SOURCE INFORMATION Start Marker

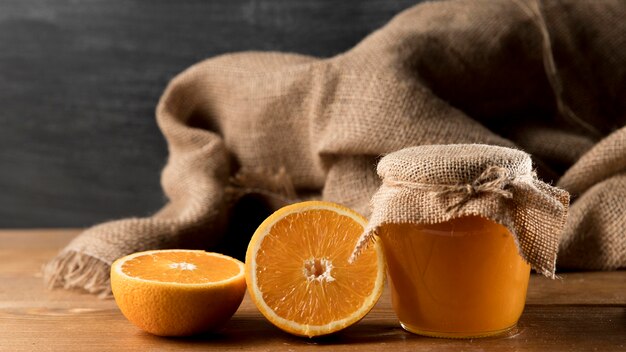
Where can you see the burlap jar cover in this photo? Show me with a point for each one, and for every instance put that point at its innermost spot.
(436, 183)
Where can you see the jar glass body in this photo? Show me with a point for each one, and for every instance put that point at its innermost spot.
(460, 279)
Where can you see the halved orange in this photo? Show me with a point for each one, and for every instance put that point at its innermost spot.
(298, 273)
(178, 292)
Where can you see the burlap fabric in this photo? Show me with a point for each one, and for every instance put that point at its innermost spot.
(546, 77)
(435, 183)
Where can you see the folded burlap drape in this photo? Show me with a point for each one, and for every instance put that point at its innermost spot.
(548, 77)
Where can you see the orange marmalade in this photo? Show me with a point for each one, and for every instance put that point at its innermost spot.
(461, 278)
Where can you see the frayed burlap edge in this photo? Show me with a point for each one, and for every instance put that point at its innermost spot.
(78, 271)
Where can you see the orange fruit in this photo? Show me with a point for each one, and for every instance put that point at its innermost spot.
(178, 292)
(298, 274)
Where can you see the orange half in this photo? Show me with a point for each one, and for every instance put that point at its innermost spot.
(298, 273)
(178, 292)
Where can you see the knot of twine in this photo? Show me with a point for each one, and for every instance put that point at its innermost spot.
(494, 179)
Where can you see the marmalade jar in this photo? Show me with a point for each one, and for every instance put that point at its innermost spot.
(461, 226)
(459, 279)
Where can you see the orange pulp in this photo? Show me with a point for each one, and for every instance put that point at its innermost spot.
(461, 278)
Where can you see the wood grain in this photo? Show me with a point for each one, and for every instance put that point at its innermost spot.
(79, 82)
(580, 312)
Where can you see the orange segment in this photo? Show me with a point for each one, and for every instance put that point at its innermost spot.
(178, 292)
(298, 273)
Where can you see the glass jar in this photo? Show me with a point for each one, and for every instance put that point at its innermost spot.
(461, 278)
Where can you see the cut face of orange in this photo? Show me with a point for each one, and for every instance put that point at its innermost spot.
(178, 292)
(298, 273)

SOURCE INFORMATION End Marker

HOW TO COMPLETE THIS TASK
Could you set down every entry above exactly as it stands, with no images?

TASK RESULT
Where can you see the burlap jar cover in this photo? Show me with a point for each one, and for every instance put that point at its innermost spot.
(436, 183)
Where can you see the jar glass body in this photo? Show me with a point for each one, and for every instance put that point at its innermost spot.
(460, 279)
Where can you see the halved orange in this photo? Show me with a point for each one, and for every instance put that point at its innermost spot.
(298, 273)
(178, 292)
Where can you see the burlap fabric in this photo? Show me with a point for each one, and for every instance put that point at its innermost spot.
(546, 77)
(435, 183)
Where can you see the folded burlap drape in this photo? Show me with a point for each one, and for every instance put that point at its innermost spot.
(548, 77)
Where can you see the orange marmalade in this photo? Show me with a point for each one, and for every instance put that point at its innermost spot.
(461, 278)
Where can you see the frayed burlap edge in this photo? Show me with a point for each one, and for every instance put that point at its innermost spot.
(78, 271)
Where can you see the orange fruit in this photo? Show me with a point for each one, and for every instance put that point at its innermost spot.
(178, 292)
(298, 274)
Where can you see the orange half in this photo? Show me with a point for each one, and for every instance put that point at its innermost spot.
(298, 273)
(178, 292)
Where can you see the knot of twine in this photo? Show me with a point for each one, and for every instance put that point at its innermost spot.
(494, 179)
Where can you see the marmalade jar in this photo? Show me with a point for each one, and for every instance put that point at its innermost spot.
(461, 226)
(459, 279)
Where can you see the orange pulp in this photo? Show me with a point for each one, and for every instance put that point at its innermost spot.
(461, 278)
Where can you see the wood grain in this photo? Show me with a point for each one, and for every instance put that point at its innermost spot.
(79, 82)
(580, 312)
Where can you see the orange segment in this photo? Show me with a point for each one, and for every instance put that point at its innermost spot.
(178, 292)
(298, 273)
Where can you see the glass jar in this photo? Show me with a point for each one, and for every instance put that point at its innermost spot.
(461, 278)
Where can you see the cut face of orange in this photo? Show me with a point for each one, and for every instance put that point at its innermost spot.
(178, 292)
(298, 273)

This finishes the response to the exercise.